**Exercise aim:** Repeat, word for word, the rows from the line containing "93, row 218." through the end of the rows, both ends included.

Saved entries

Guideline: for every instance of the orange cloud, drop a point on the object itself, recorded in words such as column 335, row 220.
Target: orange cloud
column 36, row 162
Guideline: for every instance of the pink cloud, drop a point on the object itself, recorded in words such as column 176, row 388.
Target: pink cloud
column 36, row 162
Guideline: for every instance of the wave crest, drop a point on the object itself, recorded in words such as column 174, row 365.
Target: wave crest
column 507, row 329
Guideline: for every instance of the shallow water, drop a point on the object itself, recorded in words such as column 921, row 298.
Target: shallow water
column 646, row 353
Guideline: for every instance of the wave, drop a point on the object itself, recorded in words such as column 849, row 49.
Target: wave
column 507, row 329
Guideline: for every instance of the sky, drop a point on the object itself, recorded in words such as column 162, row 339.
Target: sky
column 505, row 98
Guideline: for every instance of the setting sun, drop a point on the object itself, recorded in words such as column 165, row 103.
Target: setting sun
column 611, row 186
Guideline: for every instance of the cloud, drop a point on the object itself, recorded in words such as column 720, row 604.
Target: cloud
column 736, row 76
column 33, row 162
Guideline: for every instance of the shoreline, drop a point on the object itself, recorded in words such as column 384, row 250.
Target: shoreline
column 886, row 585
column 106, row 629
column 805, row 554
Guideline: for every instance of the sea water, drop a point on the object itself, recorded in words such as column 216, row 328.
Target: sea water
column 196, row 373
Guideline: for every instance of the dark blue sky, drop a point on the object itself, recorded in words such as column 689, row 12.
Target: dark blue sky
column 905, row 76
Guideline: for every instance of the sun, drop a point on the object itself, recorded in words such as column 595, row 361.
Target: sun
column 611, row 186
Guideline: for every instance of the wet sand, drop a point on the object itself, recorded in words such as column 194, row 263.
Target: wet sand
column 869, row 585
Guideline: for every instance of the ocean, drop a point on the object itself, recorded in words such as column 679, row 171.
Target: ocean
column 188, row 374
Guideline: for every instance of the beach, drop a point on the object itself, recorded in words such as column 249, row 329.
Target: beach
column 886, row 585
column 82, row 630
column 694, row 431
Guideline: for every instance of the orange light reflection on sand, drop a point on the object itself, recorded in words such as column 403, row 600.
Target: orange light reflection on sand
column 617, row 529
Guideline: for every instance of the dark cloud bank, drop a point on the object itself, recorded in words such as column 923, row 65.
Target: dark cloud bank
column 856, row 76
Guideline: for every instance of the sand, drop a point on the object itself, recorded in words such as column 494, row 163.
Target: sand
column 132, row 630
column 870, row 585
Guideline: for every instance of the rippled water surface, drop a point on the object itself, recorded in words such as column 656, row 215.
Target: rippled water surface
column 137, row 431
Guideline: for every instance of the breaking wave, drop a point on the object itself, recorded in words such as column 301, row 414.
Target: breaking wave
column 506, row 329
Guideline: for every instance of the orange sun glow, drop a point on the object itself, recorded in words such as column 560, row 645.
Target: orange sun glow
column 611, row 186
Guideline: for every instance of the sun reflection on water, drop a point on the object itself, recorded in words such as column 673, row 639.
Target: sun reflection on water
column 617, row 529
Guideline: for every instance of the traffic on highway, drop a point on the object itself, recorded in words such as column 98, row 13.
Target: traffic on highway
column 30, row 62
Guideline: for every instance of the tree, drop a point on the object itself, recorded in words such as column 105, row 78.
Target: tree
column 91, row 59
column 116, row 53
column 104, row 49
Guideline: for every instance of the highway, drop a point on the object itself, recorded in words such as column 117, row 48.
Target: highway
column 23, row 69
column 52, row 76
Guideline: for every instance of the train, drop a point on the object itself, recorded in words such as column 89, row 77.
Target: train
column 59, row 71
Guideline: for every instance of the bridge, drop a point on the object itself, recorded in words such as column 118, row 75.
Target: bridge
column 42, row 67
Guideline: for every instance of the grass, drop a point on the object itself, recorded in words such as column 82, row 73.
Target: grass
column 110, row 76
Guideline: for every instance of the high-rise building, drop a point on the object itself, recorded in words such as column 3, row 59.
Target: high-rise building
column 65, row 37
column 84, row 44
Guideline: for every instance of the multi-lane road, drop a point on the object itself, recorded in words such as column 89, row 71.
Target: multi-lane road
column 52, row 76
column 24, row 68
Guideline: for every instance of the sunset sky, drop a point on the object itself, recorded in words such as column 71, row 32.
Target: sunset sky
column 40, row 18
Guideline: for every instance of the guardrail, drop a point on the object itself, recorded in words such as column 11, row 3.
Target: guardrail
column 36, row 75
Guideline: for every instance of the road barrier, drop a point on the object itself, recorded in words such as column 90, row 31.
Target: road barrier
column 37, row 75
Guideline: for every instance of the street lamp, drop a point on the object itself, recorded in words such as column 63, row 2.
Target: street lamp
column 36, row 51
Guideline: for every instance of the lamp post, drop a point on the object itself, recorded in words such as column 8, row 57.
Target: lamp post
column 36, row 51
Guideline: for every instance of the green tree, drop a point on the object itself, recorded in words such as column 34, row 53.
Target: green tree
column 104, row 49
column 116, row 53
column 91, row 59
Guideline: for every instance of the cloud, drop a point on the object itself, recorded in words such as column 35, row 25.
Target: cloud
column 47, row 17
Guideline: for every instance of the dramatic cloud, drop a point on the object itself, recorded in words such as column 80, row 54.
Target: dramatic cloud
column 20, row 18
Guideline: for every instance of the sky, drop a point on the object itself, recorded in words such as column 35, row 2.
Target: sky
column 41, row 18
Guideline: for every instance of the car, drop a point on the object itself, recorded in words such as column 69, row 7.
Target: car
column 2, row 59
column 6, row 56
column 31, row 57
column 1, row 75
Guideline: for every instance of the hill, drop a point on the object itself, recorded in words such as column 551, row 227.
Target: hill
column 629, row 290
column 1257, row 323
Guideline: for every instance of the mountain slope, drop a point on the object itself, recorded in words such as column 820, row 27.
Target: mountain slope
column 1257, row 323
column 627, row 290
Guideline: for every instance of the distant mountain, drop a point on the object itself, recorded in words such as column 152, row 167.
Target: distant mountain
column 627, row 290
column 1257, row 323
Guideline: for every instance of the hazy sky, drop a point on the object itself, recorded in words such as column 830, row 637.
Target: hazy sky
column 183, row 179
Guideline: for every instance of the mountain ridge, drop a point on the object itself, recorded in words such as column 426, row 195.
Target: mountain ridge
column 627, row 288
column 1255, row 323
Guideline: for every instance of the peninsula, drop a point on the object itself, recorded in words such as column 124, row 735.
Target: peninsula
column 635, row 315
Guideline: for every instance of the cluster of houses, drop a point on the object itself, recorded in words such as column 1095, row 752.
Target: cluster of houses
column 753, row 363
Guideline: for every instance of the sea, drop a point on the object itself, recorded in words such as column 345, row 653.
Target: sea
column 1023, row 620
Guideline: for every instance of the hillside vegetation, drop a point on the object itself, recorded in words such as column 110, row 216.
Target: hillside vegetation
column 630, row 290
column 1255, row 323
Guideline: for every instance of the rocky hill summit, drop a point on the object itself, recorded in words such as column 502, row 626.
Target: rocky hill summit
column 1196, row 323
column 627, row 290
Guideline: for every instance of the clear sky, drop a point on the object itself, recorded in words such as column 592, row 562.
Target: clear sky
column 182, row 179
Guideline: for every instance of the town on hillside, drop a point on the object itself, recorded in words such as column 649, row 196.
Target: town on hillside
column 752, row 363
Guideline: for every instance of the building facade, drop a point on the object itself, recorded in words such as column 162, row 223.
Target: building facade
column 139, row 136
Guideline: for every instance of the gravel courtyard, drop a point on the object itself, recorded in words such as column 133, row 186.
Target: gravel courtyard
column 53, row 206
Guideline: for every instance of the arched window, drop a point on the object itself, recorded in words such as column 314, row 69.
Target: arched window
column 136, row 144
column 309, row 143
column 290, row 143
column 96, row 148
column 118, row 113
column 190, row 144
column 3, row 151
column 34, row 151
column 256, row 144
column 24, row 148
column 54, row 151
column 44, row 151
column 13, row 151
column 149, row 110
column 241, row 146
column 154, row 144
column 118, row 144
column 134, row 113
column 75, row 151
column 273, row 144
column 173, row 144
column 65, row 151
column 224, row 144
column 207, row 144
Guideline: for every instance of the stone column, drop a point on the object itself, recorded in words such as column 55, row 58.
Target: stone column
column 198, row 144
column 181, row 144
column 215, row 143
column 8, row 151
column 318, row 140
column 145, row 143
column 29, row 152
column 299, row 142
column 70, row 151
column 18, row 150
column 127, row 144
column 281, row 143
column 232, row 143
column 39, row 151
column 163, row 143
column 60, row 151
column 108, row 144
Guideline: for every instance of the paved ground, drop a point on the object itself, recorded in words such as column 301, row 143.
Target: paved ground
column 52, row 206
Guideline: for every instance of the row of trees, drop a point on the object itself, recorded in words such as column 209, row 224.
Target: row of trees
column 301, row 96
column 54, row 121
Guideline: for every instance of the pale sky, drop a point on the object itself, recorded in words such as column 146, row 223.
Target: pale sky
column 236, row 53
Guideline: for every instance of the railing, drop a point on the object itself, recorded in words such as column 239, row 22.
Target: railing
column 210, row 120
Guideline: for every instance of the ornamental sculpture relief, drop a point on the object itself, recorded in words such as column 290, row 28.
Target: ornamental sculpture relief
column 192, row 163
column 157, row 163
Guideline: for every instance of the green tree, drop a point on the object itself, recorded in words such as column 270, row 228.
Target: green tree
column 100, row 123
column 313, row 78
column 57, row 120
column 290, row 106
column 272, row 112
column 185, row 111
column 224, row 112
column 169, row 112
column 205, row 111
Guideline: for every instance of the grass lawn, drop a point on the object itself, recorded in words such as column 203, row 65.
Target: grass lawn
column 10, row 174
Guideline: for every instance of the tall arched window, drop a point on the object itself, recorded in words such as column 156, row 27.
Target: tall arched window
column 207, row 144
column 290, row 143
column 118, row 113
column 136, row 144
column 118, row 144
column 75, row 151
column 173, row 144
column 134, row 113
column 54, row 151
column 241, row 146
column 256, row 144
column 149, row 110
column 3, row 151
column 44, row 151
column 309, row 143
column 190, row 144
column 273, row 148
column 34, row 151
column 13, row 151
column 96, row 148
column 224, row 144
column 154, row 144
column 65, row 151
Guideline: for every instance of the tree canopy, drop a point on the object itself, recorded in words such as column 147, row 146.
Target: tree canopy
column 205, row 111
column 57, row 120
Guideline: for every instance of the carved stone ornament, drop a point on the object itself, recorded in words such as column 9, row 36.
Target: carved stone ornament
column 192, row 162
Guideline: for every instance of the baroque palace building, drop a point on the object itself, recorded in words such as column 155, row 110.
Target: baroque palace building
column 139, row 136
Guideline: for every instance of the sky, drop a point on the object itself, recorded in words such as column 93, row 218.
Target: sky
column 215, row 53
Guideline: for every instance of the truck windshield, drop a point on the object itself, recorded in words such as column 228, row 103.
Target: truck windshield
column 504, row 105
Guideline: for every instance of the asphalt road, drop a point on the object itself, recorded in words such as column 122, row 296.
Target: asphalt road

**Expected output:**
Guideline: for every instance of the sky, drop a point on the object itself, recorded in words such as column 93, row 218.
Target: sky
column 215, row 53
Guideline: for every instance of the truck windshield, drop a point on the object itself, recorded in words such as column 228, row 103.
Target: truck windshield
column 504, row 105
Guideline: for every instance of the asphalt road, drop a point on the object itself, recorded in words such as column 122, row 296.
Target: asphalt road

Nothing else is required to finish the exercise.